● **Task brief**: Nothing but a verbatim copy of the data, minus the images, should be returned.

● **Dataset content**:
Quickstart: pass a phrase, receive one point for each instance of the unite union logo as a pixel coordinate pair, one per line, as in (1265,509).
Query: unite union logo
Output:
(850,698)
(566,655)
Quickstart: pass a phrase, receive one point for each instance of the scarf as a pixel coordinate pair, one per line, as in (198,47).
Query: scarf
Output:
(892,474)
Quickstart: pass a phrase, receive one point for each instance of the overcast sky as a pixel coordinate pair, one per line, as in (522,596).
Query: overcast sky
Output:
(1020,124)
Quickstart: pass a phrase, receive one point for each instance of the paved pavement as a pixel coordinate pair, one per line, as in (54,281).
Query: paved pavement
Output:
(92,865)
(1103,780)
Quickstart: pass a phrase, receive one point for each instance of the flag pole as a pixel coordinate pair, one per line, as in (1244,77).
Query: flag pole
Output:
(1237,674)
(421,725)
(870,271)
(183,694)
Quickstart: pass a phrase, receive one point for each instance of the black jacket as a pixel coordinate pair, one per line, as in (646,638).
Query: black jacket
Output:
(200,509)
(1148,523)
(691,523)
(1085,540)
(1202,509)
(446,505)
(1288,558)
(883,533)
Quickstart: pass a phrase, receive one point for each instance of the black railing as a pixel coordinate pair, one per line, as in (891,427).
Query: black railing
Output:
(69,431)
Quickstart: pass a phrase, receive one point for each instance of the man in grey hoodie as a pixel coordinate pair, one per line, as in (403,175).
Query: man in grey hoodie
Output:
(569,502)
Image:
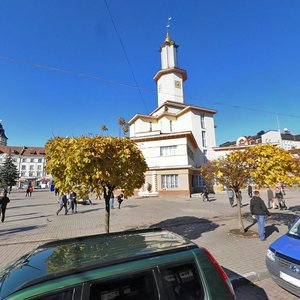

● **Written answer**:
Quickstart: pass a phrase, receive one point for each instance of the unite union logo as a pixel coordinate pair, one per line, as in (1265,509).
Query: unite union logo
Output:
(850,698)
(566,655)
Quickstart: pass a phrase, receive one point for each instance of the scarf as a pixel coordinate pair, one per line, as in (198,47).
Query: scarf
Output:
(892,474)
Quickstart: pass a phrase, receive one point for each instance of the overcast sky as a pixel coordinate pair, one per line, as in (522,596).
Query: overcast sky
Output:
(1020,124)
Quickstart: pass a phrase, receive one point for each instance of the paved pavement as a pixel coordinate pair, one per line, as in (54,281).
Query: paved pavement
Output:
(92,865)
(1103,780)
Quickstart: pass a phrase, receive one point for each instance of the flag pole as a pixel coordinate pair, one per line, as in (1244,77).
Query: flag pole
Output:
(1237,674)
(421,725)
(870,271)
(183,694)
Quickstart: pass a phrase, receive one point for each instance of the black jacket as a pixel coordinate pair, one per line, as in (646,638).
Query: black jacket
Output:
(200,509)
(1148,523)
(691,523)
(1085,540)
(1202,509)
(446,505)
(1288,558)
(883,533)
Quickstart: pass a phrase, receive one point for each instance of the black railing as a pixel coordinate pair, one per line, as in (891,427).
Query: black railing
Output:
(69,431)
Quickstart: pass a phrase, receive one point for each instance of the man in grey hoodie as a pixel coordinate pair, one per line, as in (403,175).
Query: man in grey hoodie
Output:
(569,502)
Image:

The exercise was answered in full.